(Entries from a dataset)
<<<<
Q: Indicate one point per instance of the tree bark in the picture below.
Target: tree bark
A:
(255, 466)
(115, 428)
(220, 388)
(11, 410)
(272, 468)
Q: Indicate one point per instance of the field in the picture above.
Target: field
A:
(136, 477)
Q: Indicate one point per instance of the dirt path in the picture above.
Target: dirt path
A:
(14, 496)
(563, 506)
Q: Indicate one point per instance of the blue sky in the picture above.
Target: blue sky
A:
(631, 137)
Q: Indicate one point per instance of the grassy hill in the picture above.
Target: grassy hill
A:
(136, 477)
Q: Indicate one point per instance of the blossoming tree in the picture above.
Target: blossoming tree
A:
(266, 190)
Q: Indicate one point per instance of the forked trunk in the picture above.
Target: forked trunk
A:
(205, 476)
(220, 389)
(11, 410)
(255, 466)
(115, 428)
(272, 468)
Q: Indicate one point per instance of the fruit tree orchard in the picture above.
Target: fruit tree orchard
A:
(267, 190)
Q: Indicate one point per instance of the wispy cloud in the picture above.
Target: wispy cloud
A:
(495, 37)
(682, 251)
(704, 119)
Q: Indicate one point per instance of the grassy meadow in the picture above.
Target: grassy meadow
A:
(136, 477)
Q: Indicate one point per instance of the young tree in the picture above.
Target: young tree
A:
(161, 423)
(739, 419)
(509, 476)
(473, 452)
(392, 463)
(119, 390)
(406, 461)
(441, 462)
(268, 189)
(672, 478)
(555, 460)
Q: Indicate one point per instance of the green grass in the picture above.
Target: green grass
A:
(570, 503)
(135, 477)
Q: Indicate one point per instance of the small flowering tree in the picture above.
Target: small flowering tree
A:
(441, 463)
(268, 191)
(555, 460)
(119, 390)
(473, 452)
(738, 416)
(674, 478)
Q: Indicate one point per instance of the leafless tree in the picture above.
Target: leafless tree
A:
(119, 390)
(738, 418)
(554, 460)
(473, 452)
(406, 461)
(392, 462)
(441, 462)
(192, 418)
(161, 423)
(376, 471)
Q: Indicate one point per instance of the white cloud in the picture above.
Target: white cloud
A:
>>>>
▶ [Work instructions]: Recast every line of the records above as a JSON list of strings, one string per line, leaving out any blank lines.

▶ [Answer below]:
[
  "Q: Indicate one point per instance of the tree bark in the picture below.",
  "Target: tree bark",
  "A:",
  "(255, 466)",
  "(115, 428)",
  "(220, 388)",
  "(11, 410)",
  "(272, 468)",
  "Q: Indicate one point per instance of the field in the picture above.",
  "Target: field",
  "A:",
  "(136, 477)",
  "Q: Indicate one point per instance of the dirt path in the picture above.",
  "Target: dirt path",
  "A:",
  "(14, 496)",
  "(563, 506)",
  "Q: Indicate one point per instance of the blue sky in the picture above.",
  "Target: blue sky",
  "A:",
  "(631, 137)",
  "Q: Indicate one point per instance of the grassy hill in the picture above.",
  "Target: grassy hill",
  "A:",
  "(136, 477)",
  "Q: Indicate one point per instance of the blossoming tree in the picture above.",
  "Target: blossoming tree",
  "A:",
  "(266, 190)",
  "Q: Indicate one point per instance of the forked trunk in the picture above.",
  "Target: forked trunk",
  "A:",
  "(205, 476)",
  "(220, 389)",
  "(11, 410)",
  "(255, 466)",
  "(115, 428)",
  "(272, 468)",
  "Q: Indicate one point per instance of the fruit tree orchard in the picture above.",
  "Target: fruit tree orchard",
  "A:",
  "(267, 190)",
  "Q: Indicate one point per instance of the wispy cloud in the picture above.",
  "Target: wispy cloud",
  "A:",
  "(495, 37)",
  "(682, 251)",
  "(704, 119)",
  "Q: Indicate one point per instance of the grassy meadow in the picture above.",
  "Target: grassy meadow",
  "A:",
  "(136, 477)",
  "Q: Indicate one point per instance of the young tree in the picture above.",
  "Target: young tree",
  "A:",
  "(161, 423)",
  "(739, 419)",
  "(509, 476)",
  "(473, 452)",
  "(392, 463)",
  "(119, 390)",
  "(406, 461)",
  "(441, 462)",
  "(268, 189)",
  "(672, 478)",
  "(555, 460)",
  "Q: Indicate one point per instance of the green grass in the picture above.",
  "Target: green grass",
  "A:",
  "(570, 503)",
  "(135, 477)",
  "Q: Indicate one point per instance of the small flowering tree in the picture above.",
  "Target: small flowering tree",
  "A:",
  "(441, 463)",
  "(268, 191)",
  "(555, 460)",
  "(119, 390)",
  "(473, 452)",
  "(738, 416)",
  "(674, 478)",
  "Q: Indicate one point per instance of the leafless tree in the picture above.",
  "Target: leafless tree",
  "A:",
  "(119, 390)",
  "(738, 418)",
  "(554, 460)",
  "(473, 452)",
  "(406, 461)",
  "(392, 462)",
  "(441, 462)",
  "(192, 418)",
  "(161, 423)",
  "(376, 471)",
  "Q: Indicate one point per instance of the white cloud in the picture above.",
  "Target: white cloud",
  "A:"
]